* [What is asked] Can you render the material, from its very first line through the line containing "[[[542,183],[541,1],[0,5],[0,187],[335,208]]]", both included, as a Markdown table with the columns Row and Line, leaving out blank lines?

* [Shape labeling records]
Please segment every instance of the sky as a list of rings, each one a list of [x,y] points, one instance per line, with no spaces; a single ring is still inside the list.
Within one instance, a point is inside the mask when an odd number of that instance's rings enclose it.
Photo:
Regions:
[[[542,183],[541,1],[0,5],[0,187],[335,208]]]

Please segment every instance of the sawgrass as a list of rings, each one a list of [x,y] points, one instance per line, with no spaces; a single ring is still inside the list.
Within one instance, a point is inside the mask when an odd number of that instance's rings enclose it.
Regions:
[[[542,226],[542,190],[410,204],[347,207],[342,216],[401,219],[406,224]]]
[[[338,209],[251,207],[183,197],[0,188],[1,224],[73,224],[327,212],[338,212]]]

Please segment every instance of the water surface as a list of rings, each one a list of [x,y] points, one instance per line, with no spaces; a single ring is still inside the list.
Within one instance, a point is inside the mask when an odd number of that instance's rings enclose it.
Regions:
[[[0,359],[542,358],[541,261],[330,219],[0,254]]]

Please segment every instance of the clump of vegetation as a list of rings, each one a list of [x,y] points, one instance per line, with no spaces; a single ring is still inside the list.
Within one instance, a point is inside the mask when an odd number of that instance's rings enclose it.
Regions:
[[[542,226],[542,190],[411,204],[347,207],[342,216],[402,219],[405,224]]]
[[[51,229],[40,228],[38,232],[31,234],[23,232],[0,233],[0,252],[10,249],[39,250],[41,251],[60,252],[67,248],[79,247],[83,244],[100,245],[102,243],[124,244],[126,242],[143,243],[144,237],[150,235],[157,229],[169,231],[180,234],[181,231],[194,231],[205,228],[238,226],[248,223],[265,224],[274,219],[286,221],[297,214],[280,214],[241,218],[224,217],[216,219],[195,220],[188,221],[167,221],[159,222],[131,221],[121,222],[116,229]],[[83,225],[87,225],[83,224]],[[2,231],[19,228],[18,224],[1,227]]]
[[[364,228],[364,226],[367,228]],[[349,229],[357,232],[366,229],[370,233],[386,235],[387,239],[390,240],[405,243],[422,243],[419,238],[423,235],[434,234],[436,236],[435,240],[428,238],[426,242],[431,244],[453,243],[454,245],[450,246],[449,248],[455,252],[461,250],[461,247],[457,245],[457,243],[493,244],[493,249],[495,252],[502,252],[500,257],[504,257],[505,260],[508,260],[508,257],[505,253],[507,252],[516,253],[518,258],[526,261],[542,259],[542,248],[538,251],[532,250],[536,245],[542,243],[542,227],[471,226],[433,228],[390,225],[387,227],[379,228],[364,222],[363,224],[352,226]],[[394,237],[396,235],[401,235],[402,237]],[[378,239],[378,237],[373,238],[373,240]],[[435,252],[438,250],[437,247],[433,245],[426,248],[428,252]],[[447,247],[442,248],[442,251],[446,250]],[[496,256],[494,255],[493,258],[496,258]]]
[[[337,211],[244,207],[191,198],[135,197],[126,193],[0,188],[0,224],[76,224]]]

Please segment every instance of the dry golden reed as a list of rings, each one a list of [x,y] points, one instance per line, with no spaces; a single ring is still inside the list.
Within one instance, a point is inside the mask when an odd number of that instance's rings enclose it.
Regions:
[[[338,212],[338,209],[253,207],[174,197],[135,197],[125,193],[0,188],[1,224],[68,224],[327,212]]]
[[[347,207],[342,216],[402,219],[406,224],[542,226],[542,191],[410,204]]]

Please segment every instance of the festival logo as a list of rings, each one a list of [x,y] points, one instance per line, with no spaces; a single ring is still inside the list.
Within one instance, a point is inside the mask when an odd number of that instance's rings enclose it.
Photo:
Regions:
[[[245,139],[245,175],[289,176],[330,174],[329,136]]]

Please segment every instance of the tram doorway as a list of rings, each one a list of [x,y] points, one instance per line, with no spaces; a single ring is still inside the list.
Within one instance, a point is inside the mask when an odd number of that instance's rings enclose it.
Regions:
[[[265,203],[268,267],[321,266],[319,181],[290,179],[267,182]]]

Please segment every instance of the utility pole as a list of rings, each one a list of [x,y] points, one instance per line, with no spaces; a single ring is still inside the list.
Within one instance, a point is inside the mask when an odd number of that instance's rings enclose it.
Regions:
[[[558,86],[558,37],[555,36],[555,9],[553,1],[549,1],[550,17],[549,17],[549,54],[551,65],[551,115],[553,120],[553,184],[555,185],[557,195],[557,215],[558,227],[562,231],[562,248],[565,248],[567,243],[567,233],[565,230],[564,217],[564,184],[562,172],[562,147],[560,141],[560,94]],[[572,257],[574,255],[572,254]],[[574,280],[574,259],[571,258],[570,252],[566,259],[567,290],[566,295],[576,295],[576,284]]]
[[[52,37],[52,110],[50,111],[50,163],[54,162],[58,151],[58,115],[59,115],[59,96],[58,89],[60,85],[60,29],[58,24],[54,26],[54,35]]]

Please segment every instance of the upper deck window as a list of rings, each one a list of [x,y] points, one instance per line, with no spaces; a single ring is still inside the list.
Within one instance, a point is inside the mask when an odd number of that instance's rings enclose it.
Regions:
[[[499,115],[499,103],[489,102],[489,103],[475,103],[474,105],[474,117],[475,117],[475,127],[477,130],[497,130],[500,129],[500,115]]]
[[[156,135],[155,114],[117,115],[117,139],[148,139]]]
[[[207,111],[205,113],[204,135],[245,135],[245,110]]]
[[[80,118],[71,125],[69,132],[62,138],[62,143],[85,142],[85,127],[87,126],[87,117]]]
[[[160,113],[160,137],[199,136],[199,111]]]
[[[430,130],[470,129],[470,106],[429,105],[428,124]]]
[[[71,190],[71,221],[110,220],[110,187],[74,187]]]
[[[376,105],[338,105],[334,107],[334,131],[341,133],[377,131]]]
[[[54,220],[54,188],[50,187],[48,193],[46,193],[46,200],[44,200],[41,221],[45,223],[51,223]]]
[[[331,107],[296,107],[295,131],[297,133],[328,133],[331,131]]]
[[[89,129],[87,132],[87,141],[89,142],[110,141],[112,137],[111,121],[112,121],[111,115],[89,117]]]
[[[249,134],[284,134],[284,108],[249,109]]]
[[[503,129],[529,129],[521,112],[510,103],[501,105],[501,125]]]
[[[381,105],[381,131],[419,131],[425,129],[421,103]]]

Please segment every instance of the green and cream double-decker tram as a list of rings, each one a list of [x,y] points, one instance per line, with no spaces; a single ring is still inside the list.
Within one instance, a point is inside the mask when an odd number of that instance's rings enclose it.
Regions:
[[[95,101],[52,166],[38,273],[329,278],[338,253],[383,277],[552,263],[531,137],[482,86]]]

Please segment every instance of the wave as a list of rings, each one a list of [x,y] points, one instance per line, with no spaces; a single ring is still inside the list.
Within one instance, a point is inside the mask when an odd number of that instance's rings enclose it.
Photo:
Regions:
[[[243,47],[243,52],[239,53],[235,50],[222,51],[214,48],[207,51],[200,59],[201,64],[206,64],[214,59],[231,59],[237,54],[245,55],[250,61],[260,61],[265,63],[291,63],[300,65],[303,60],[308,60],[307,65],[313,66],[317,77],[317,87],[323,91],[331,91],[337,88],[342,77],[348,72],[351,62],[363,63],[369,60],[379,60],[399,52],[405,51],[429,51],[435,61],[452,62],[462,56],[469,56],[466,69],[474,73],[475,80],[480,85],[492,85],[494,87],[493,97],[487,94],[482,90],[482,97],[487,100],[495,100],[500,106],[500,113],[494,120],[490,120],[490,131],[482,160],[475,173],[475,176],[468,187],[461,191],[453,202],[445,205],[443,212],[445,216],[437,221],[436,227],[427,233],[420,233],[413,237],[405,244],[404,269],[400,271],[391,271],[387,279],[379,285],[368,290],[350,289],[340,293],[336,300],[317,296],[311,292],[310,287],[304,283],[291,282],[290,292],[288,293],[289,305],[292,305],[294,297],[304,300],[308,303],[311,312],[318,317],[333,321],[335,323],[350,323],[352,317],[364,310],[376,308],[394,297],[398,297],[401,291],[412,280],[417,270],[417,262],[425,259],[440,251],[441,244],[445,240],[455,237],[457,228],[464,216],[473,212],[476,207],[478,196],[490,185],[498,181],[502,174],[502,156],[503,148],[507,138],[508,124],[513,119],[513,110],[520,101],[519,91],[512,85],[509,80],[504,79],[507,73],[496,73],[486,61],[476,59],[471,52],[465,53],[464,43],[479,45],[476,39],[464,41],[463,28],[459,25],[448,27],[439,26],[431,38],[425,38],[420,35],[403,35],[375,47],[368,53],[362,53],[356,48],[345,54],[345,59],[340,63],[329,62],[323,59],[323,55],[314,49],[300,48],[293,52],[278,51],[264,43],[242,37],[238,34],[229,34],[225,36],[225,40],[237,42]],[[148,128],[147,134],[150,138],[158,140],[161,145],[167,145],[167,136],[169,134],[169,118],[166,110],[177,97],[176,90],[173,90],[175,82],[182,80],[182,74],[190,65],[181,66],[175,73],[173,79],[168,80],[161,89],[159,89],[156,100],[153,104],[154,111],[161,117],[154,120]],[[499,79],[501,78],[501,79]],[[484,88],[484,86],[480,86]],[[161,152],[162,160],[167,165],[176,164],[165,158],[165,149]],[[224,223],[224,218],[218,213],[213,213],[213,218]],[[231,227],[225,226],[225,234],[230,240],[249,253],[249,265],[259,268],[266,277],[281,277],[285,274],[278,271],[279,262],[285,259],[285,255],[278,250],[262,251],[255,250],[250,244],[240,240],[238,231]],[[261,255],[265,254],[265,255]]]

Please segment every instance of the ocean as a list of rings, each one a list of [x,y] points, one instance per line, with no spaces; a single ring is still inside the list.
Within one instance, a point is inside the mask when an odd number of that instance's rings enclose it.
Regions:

* [Response for this exercise]
| Row | Line |
|---|---|
| 1 | Please segment every instance of the sky as a list of rings, each one a list of [x,y] points, one instance per line, with no spaces; a single ring is still inside the list. |
| 2 | Within one instance, a point is inside the mask when an odd number of that instance's rings enclose it. |
| 3 | Photo: |
| 4 | Regions: |
| 5 | [[[542,183],[541,1],[0,5],[0,187],[335,208]]] |